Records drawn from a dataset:
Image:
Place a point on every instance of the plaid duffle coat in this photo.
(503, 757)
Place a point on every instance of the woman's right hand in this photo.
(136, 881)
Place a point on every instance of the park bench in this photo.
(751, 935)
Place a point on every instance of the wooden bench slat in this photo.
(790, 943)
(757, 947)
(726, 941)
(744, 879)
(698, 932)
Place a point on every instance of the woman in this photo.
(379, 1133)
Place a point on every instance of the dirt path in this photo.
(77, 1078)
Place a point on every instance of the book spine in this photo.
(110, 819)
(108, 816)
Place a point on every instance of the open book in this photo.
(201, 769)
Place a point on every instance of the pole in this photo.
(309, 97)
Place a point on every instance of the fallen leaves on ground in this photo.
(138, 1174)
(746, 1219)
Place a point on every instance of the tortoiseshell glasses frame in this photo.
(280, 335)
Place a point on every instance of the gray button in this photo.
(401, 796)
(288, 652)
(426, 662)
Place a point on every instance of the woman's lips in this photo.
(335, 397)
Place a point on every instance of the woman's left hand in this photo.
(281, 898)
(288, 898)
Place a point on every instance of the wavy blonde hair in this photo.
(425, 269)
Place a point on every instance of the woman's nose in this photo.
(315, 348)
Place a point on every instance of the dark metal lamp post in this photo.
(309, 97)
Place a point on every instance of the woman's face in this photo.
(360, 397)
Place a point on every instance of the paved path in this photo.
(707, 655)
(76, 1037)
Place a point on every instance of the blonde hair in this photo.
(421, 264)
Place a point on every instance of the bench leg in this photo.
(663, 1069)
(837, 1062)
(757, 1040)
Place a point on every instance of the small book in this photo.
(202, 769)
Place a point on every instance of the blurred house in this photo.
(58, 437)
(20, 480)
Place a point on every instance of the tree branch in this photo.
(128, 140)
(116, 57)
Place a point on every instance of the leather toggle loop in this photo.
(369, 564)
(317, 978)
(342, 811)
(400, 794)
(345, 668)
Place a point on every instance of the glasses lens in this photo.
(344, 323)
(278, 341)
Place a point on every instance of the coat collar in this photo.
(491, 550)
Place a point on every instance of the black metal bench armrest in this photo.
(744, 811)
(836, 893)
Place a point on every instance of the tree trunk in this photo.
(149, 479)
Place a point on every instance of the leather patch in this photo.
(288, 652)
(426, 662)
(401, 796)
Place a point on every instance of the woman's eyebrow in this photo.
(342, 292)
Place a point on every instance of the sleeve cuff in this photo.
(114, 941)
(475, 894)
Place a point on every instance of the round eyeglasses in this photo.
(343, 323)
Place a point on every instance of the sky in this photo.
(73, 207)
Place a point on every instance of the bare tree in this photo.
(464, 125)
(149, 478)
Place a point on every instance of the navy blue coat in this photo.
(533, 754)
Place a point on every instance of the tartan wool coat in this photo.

▸ Task instructions
All lines from the one with "Place a point on every instance of the bare" onward to the end of the records above should be repeated exactly, and only those lines.

▸ Solution to this exercise
Place a point on every instance of the bare tree in this photo.
(464, 125)
(149, 478)
Place a point on every instance of the navy blue coat in this photo.
(533, 754)
Place a point on every instance of the tartan wool coat in this photo.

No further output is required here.